Extrait:
##############################

Prédication du pasteur Olav Fykse Tveit, secrétaire général du Conseil œcuménique des Églises, lors de la prière d’adieu avec le personnel du COE

31 mars-1er avril 2020

Le Bon Berger.

Jean 10,11-17

Chers collègues, chers frères et sœurs,

Parmi les nombreuses images de Dieu que nous tenons de la Bible, celle-ci est particulièrement chère à beaucoup de monde, et à moi aussi. Je l’ai en tête depuis que je suis petit. Jésus veille. Jésus prend soin de nous, et de moi aussi. Même s’il m’arrive de me croire ou de me sentir seul ou perdu. Il ne nous abandonnera pas. Le psaume 33 emploie des mots forts et réalistes, qui sont aussi, de ce fait, des paroles de réconfort: «Même si je marche dans un ravin d’ombre et de mort, je ne crains aucun mal, car tu es avec moi; ton bâton, ton appui, voilà qui me rassure.» Il est parfois difficile d’y croire, comme en cette période de pandémie à laquelle l’humanité est confrontée aujourd’hui. Cette image de Dieu n’en a que d’autant plus de valeur et de prix. Il est d’autant plus nécessaire que nous arborions cette image de Dieu pour les autres et pour nous-mêmes.

Que fait un berger, concrètement? Durant mes nombreuses randonnées dans les monts du Jura, observant Genève et Bossey de loin et d’en haut, j’ai souvent croisé un énorme troupeau de moutons. Il y avait toujours des chiens pour protéger le troupeau. Ils ne nous attaquaient pas, ils aboyaient seulement pour nous dire de garder nos distances. Ensuite, je cherchais le berger qui n’était généralement pas loin. Mais il fallait parfois du temps pour le découvrir. Souvent, il se tenait à une certaine distance, assis à un point stratégique du paysage. Détendu en apparence, mais vigilant. Observant le troupeau – et nous, les randonneurs. Il laissait aller les moutons dans un vaste espace, comme s’ils étaient seuls, libres de faire ce pour quoi ils étaient là: manger, digérer, être. Les moutons semblaient savoir qu’il était là, ils le connaissaient et lui les connaissait aussi. Leur relation leur permettait de croire en sa présence, même s’ils ne le voyaient pas tout le temps.

##############################

Données enregistrées:

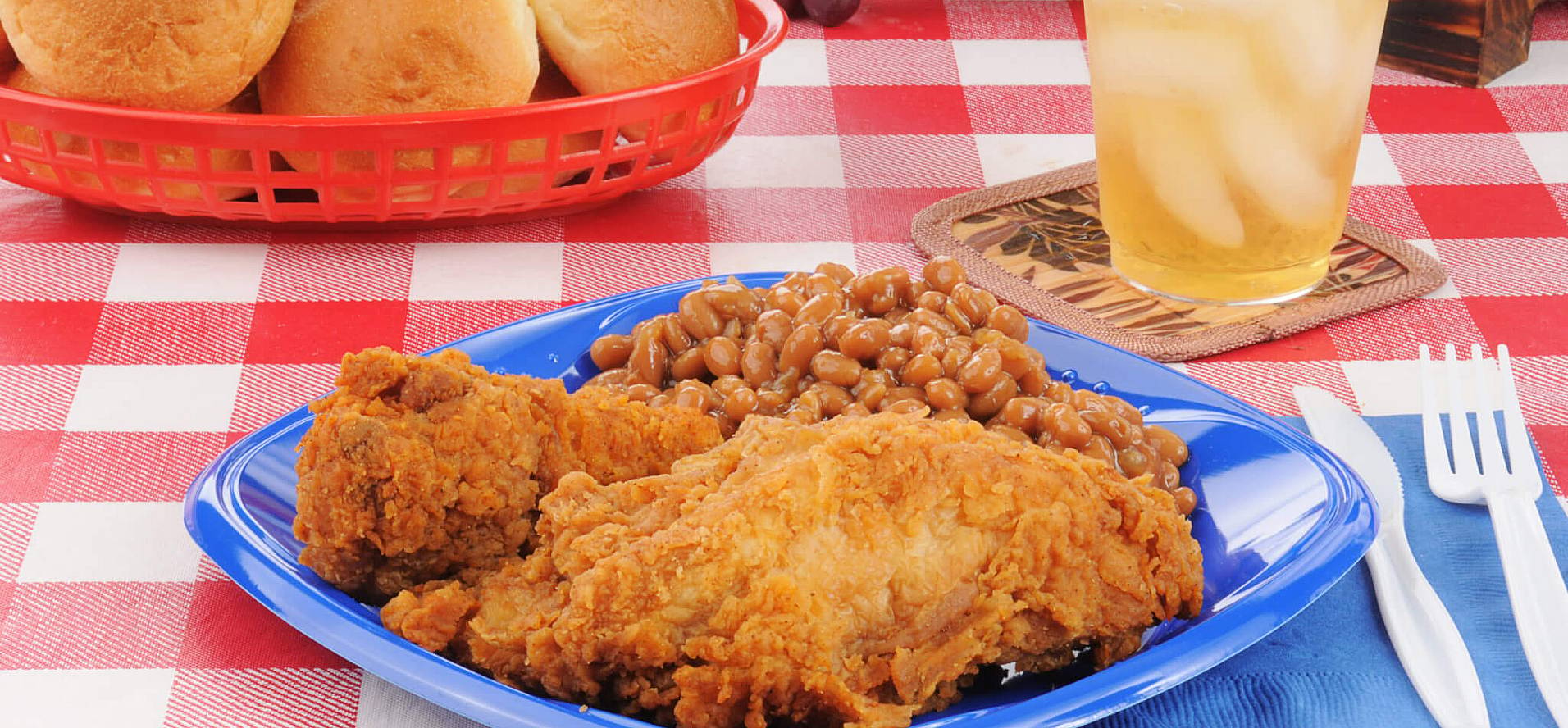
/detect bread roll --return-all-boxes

##############################

Consigne de travail: Reprenez la prédication sur le Bon Berger et prolongez-la à la suite de sa dernière phrase.

Résultat de l'exercice:
J’ai une autre image de berger en tête. Celle d’un berger de Bethléem, un homme âgé qui essaie de courir après un petit troupeau, le guidant dans les rues pour trouver un autre endroit encore vert. Les champs dont ce berger disposait dans les environs de Bethléem ont énormément diminué avec l’occupation constante des territoires. Le berger essayait malgré tout de trouver un lieu pour ses moutons, dans la précipitation, en les protégeant des voitures et d’autres dangers.

Ces deux exemples que j’ai vus m’aident à éclairer l’image du Bon Berger. Mais je pourrais en citer beaucoup d’autres. Pas seulement à propos de gens qui s’occupent d’animaux – il y a aussi beaucoup de gens qui observent, qui prennent soin des autres, qui accompagnent, qui marchent ou même courent avec des personnes en danger. Et les personnes que je connais qui agissent ainsi sont dans leur majorité, dans leur grande majorité, des femmes.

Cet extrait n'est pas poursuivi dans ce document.